> [DATASET EXTRACT]
····················

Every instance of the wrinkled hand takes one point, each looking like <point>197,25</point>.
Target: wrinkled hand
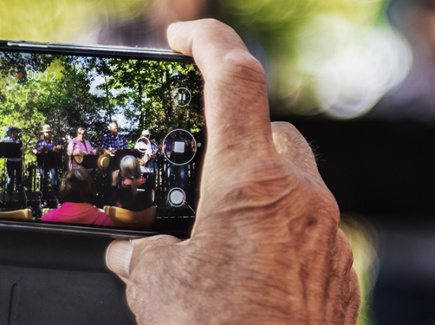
<point>265,248</point>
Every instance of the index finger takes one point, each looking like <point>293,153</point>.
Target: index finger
<point>235,92</point>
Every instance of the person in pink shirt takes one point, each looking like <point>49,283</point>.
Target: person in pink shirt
<point>77,148</point>
<point>76,195</point>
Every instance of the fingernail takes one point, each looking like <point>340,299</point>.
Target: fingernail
<point>118,257</point>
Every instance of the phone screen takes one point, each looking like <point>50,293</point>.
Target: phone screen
<point>128,120</point>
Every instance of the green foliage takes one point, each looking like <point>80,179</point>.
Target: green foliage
<point>71,92</point>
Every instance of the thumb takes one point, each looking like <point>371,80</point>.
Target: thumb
<point>123,254</point>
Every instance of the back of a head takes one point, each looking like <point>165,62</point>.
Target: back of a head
<point>77,186</point>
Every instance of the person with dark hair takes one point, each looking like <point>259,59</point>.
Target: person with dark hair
<point>132,191</point>
<point>76,195</point>
<point>265,247</point>
<point>78,148</point>
<point>46,150</point>
<point>14,166</point>
<point>113,141</point>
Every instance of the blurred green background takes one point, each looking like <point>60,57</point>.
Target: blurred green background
<point>325,59</point>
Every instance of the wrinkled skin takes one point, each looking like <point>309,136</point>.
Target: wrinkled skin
<point>265,248</point>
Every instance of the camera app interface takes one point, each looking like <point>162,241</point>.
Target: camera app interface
<point>101,141</point>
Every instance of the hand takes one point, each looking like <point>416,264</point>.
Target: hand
<point>265,248</point>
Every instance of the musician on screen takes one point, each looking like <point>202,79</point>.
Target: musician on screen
<point>149,149</point>
<point>46,150</point>
<point>78,148</point>
<point>113,141</point>
<point>14,166</point>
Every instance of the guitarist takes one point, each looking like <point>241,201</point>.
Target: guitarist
<point>78,148</point>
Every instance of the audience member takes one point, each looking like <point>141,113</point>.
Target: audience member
<point>76,196</point>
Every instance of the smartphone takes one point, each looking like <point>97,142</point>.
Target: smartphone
<point>95,108</point>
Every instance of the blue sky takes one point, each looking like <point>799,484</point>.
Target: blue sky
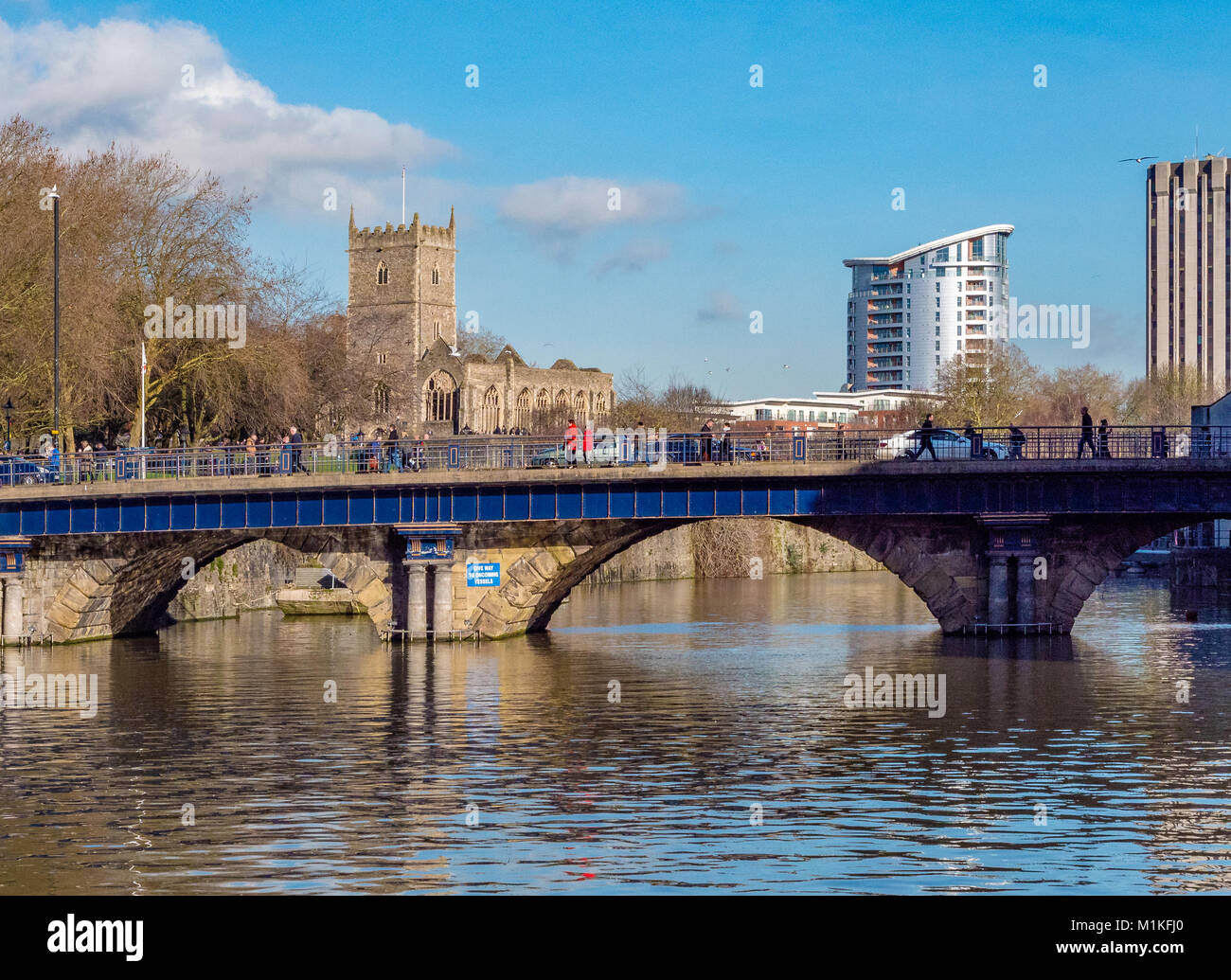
<point>734,198</point>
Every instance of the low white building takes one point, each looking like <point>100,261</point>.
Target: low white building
<point>824,409</point>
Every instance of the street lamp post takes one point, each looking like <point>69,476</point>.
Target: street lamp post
<point>56,310</point>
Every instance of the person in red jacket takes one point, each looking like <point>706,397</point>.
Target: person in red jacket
<point>570,443</point>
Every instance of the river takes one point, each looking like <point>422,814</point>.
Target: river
<point>661,737</point>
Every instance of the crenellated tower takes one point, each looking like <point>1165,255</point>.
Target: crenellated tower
<point>401,288</point>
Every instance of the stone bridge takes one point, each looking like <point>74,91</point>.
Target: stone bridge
<point>1000,544</point>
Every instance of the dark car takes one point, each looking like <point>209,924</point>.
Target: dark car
<point>16,471</point>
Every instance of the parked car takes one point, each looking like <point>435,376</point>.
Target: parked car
<point>948,445</point>
<point>603,454</point>
<point>16,471</point>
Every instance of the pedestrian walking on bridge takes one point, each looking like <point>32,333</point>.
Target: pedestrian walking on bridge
<point>1087,434</point>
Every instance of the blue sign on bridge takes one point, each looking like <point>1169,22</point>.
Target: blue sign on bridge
<point>483,573</point>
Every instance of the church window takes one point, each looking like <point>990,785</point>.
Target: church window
<point>439,397</point>
<point>491,419</point>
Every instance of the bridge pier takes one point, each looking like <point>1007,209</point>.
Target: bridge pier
<point>997,591</point>
<point>417,597</point>
<point>11,630</point>
<point>442,601</point>
<point>1026,603</point>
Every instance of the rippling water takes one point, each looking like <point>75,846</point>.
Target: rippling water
<point>511,766</point>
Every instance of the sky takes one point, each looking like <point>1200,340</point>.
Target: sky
<point>734,198</point>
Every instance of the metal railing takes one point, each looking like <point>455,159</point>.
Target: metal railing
<point>618,448</point>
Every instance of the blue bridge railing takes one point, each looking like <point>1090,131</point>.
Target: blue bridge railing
<point>616,448</point>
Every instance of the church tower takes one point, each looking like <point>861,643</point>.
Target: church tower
<point>401,291</point>
<point>401,300</point>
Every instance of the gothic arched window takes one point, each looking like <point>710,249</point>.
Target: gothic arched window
<point>381,399</point>
<point>491,418</point>
<point>439,396</point>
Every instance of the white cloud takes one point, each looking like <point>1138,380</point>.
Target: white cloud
<point>123,81</point>
<point>634,257</point>
<point>575,205</point>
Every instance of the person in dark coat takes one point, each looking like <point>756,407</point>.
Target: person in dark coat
<point>296,452</point>
<point>924,438</point>
<point>1016,442</point>
<point>1087,434</point>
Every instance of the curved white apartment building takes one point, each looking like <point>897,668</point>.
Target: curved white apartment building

····················

> [PROMPT] The answer is the run of lines above from the line containing "Target: rippling water" through the line containing "Every instance of the church tower", copied exactly and alone.

> [RESPONSE FOR THIS EXERCISE]
Target: rippling water
<point>511,766</point>
Every instance of the sky takes one point, each looking like <point>1200,340</point>.
Target: sky
<point>734,198</point>
Every instance of the metal railing takes one point, each looking like <point>455,159</point>.
Target: metal railing
<point>618,448</point>
Every instance of the blue bridge railing takes one point, each looking like <point>1090,131</point>.
Target: blue bridge railing
<point>616,448</point>
Every instance of the church tower takes one point, each looking like <point>861,643</point>.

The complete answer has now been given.